(Provided entries)
+++
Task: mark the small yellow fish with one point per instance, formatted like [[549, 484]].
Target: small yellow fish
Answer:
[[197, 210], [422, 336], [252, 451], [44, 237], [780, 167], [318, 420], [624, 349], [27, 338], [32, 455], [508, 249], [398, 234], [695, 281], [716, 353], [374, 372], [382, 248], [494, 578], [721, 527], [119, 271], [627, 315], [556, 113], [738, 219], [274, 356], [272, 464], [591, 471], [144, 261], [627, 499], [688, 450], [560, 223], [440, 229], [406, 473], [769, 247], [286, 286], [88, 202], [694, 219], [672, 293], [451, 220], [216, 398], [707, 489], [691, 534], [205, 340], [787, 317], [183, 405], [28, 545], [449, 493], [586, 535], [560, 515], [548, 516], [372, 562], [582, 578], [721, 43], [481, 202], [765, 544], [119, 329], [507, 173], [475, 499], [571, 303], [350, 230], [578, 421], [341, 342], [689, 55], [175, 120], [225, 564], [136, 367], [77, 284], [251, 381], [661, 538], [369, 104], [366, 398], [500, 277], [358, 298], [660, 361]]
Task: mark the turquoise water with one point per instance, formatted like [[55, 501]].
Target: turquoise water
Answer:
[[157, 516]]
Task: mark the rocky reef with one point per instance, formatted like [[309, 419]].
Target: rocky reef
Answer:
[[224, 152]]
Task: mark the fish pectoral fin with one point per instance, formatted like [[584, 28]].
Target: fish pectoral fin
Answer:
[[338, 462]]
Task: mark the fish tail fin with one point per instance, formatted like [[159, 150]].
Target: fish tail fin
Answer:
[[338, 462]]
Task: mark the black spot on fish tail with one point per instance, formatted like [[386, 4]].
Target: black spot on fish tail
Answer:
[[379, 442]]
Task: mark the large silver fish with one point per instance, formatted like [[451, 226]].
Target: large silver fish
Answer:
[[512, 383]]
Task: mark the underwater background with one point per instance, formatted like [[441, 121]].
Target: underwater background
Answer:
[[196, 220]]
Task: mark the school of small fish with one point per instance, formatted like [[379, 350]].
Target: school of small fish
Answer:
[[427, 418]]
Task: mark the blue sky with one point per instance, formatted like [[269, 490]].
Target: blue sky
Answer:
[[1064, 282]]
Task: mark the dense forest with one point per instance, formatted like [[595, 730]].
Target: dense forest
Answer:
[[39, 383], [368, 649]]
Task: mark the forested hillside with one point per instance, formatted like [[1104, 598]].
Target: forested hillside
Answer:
+++
(Set task) Rewrite every line of the records above as a Markdown table with the columns "Row" and "Text", numbering the rows in order and omitting blank lines.

(Expected answer)
| Row | Text |
|---|---|
| 1 | Task: mark the small yellow fish with one point per instance, formatted like [[549, 484]]. |
| 2 | Target: small yellow fish |
| 3 | Answer: |
| 4 | [[197, 210], [422, 336], [252, 451], [44, 237], [780, 167], [318, 420], [624, 349], [27, 338], [32, 455], [508, 249], [398, 234], [695, 281], [716, 353], [374, 372], [382, 248], [494, 578], [721, 527], [119, 271], [627, 315], [556, 113], [738, 219], [274, 356], [272, 464], [591, 471], [144, 261], [627, 499], [688, 450], [560, 223], [440, 229], [406, 473], [769, 247], [286, 286], [88, 202], [694, 219], [672, 293], [451, 220], [216, 398], [707, 489], [691, 534], [205, 340], [787, 317], [183, 405], [28, 545], [449, 493], [586, 535], [560, 515], [548, 516], [372, 562], [582, 578], [721, 43], [481, 202], [765, 544], [119, 329], [507, 173], [475, 499], [571, 303], [350, 230], [578, 421], [341, 342], [689, 55], [175, 120], [225, 564], [136, 367], [77, 284], [251, 381], [661, 538], [369, 104], [366, 398], [500, 277], [358, 298], [660, 361]] |
| 5 | Task: mark the turquoise water with one point per instance, formatted like [[55, 501]]. |
| 6 | Target: turquoise water |
| 7 | Answer: |
| 8 | [[157, 516]] |
| 9 | Task: mark the rocky reef with one point per instance, formatted like [[309, 419]]. |
| 10 | Target: rocky reef |
| 11 | Answer: |
| 12 | [[224, 152]] |
| 13 | Task: mark the fish pectoral fin with one point per instance, formatted like [[584, 28]]. |
| 14 | Target: fish pectoral fin |
| 15 | Answer: |
| 16 | [[338, 462]] |
| 17 | Task: mark the fish tail fin with one point per instance, formatted like [[159, 150]]. |
| 18 | Target: fish tail fin |
| 19 | Answer: |
| 20 | [[338, 462]] |
| 21 | Task: mark the black spot on fish tail with one point per instance, formatted like [[386, 4]]. |
| 22 | Target: black spot on fish tail |
| 23 | Answer: |
| 24 | [[379, 442]] |
| 25 | Task: mark the large silver fish with one point per instance, formatted like [[451, 226]]. |
| 26 | Target: large silver fish |
| 27 | Answer: |
| 28 | [[512, 383]] |
| 29 | Task: mark the underwater background with one point per instance, formatted like [[441, 121]]. |
| 30 | Target: underwater background |
| 31 | Answer: |
| 32 | [[196, 220]] |
| 33 | Task: mark the school of small fish with one point per instance, formatted like [[379, 350]]. |
| 34 | Target: school of small fish |
| 35 | Answer: |
| 36 | [[427, 418]] |
| 37 | Task: mark the blue sky with one point per instance, formatted like [[269, 490]]. |
| 38 | Target: blue sky |
| 39 | Answer: |
| 40 | [[1064, 282]] |
| 41 | Task: mark the dense forest with one point per instance, formatted like [[595, 730]]. |
| 42 | Target: dense forest |
| 43 | Answer: |
| 44 | [[39, 383], [368, 649]] |
| 45 | Task: mark the forested hillside with one point per instance, formatted like [[1104, 598]]. |
| 46 | Target: forested hillside |
| 47 | Answer: |